(Stored records)
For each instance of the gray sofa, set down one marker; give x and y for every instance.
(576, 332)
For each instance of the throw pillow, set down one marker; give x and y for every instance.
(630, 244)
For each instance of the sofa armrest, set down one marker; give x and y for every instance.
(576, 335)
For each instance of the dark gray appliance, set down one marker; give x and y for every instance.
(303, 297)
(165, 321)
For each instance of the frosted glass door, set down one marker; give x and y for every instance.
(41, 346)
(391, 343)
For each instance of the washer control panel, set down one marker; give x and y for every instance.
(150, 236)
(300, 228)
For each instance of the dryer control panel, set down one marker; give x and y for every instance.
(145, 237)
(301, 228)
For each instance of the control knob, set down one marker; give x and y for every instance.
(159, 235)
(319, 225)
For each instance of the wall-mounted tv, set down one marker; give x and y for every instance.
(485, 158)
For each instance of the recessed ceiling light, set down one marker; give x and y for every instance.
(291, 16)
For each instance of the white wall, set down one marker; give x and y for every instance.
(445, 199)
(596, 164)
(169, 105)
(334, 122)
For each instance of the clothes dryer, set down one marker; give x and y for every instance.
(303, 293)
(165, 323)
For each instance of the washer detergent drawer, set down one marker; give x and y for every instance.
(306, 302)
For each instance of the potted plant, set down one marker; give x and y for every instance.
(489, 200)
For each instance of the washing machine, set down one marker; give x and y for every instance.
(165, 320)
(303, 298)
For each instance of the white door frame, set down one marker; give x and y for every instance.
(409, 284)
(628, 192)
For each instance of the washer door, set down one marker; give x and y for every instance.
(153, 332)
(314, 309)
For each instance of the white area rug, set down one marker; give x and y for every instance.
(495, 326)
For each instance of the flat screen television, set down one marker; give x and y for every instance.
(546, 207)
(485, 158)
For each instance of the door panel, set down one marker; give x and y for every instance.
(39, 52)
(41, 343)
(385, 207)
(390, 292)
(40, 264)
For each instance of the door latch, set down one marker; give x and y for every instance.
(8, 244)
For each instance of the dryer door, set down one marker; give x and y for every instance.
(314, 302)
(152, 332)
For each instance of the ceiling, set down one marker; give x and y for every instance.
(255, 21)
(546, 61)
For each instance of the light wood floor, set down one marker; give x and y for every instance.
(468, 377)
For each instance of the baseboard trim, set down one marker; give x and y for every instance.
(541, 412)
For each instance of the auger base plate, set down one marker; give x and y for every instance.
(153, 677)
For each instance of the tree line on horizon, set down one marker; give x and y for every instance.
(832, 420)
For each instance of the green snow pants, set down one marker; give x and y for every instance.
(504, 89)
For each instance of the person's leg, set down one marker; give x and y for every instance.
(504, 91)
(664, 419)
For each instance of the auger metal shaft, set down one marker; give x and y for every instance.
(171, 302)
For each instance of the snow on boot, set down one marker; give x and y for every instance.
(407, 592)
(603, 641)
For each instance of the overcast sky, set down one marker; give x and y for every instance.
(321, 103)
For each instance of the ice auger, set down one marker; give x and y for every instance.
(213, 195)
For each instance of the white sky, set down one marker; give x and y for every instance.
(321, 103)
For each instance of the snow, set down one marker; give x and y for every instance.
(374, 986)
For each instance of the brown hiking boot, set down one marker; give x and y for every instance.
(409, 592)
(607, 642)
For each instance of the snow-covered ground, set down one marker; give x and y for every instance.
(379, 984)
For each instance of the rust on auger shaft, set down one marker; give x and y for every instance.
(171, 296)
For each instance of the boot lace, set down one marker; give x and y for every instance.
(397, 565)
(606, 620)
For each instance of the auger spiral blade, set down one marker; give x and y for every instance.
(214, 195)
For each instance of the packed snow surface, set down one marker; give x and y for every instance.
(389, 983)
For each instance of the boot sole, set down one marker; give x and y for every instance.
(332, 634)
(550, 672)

--

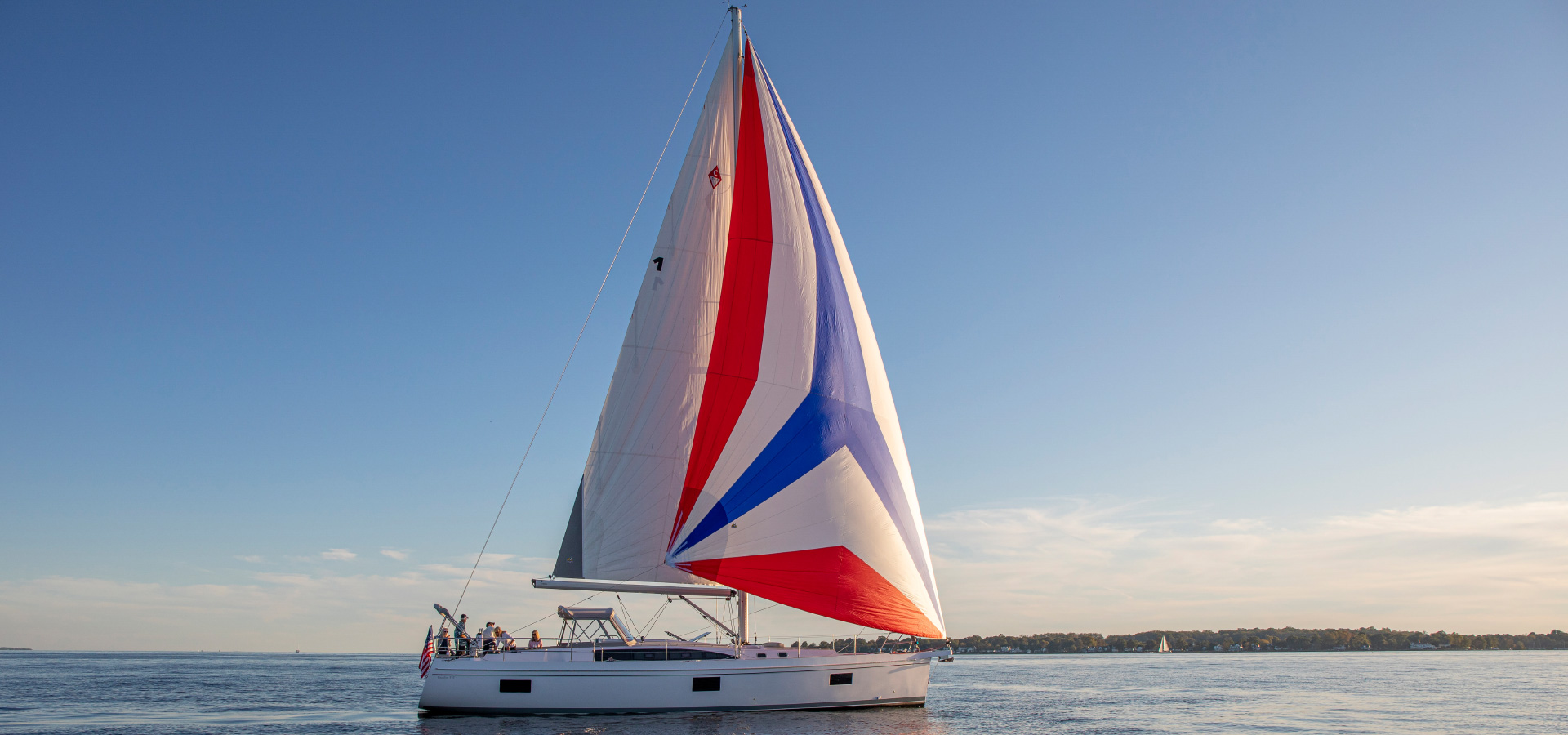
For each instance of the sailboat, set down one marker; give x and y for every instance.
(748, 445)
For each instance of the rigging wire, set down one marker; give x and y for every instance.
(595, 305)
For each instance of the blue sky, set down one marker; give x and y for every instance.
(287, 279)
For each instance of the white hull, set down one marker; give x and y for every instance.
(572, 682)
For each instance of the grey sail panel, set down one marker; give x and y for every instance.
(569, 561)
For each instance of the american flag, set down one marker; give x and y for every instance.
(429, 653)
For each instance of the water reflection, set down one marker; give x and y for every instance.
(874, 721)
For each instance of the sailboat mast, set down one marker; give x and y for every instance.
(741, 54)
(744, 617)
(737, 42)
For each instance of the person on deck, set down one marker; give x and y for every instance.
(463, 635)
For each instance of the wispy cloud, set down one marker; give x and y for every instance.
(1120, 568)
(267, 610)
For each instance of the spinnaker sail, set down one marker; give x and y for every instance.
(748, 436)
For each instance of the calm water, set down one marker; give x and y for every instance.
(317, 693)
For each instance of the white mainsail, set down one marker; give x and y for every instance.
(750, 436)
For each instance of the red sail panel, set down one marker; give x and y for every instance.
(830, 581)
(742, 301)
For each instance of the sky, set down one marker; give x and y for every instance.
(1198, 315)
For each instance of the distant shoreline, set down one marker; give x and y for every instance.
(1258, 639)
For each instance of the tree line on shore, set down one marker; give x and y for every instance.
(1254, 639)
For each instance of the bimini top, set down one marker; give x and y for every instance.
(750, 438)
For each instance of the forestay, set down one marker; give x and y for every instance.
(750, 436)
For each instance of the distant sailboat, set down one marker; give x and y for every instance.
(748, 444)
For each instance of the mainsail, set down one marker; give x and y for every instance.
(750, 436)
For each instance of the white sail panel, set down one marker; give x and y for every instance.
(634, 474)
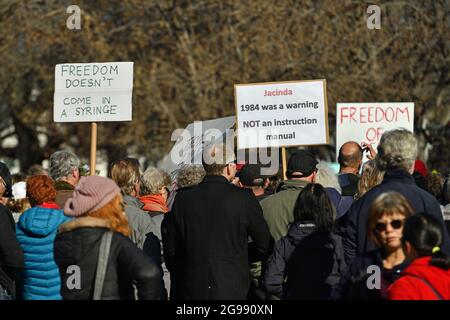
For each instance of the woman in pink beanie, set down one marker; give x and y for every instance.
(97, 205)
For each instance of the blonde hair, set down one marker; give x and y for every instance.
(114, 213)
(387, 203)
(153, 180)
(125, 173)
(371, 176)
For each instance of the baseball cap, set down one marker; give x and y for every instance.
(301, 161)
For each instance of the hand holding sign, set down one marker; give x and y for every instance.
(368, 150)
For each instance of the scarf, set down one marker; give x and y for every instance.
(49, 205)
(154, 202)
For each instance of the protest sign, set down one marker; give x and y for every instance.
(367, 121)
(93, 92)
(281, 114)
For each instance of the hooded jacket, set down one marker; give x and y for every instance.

(AIM OF THE TASK) Can you retype the lines of the material from the one containing "For each instance of the scarf, set" through the one containing "For each instance of the hooded", both included, without changing anything?

(RESPONSE)
For each instance of the scarf, set down one marker; give x and y for every instance.
(49, 205)
(154, 202)
For each instance of the protest sign, set down one marker; give x and y for every instance.
(367, 121)
(93, 92)
(281, 114)
For each instance of the hooded jacket, set down one marker; give x and y for every instance.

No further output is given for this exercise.